● **Work order**
I would like you to restate each record word for word.

+++ Data shown +++

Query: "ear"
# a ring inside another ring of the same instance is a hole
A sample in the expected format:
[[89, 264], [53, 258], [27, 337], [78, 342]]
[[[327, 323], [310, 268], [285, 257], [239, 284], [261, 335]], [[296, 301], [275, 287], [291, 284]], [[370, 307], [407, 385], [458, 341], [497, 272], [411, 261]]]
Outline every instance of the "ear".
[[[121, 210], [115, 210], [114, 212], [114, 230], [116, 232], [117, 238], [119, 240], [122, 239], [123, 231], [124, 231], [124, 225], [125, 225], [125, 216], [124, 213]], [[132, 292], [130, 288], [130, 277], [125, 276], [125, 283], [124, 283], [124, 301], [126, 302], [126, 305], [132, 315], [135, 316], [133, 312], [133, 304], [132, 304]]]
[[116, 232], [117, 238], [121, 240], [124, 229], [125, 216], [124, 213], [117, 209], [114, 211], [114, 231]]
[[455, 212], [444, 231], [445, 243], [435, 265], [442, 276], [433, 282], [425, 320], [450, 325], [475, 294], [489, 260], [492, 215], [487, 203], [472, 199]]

+++

● **Response area**
Query: "ear"
# a ring inside another ring of the same instance is a hole
A sample in the expected format:
[[89, 264], [53, 258], [27, 337], [78, 342]]
[[[327, 323], [310, 268], [285, 257], [239, 284], [261, 335]], [[296, 301], [275, 287], [291, 284]], [[370, 307], [407, 385], [458, 341], [497, 272], [411, 261]]]
Outline every instance of the "ear".
[[[121, 210], [115, 210], [114, 212], [114, 230], [116, 232], [117, 238], [119, 240], [122, 239], [123, 231], [124, 231], [124, 225], [125, 225], [125, 216], [124, 213]], [[132, 292], [130, 288], [130, 277], [125, 276], [125, 283], [124, 283], [124, 301], [126, 302], [126, 305], [132, 315], [135, 316], [133, 312], [133, 304], [132, 304]]]
[[116, 232], [117, 238], [121, 240], [124, 229], [125, 216], [124, 213], [117, 209], [114, 211], [114, 231]]
[[455, 212], [444, 231], [445, 243], [435, 265], [442, 276], [433, 282], [425, 320], [450, 325], [475, 294], [489, 260], [492, 215], [487, 203], [472, 199]]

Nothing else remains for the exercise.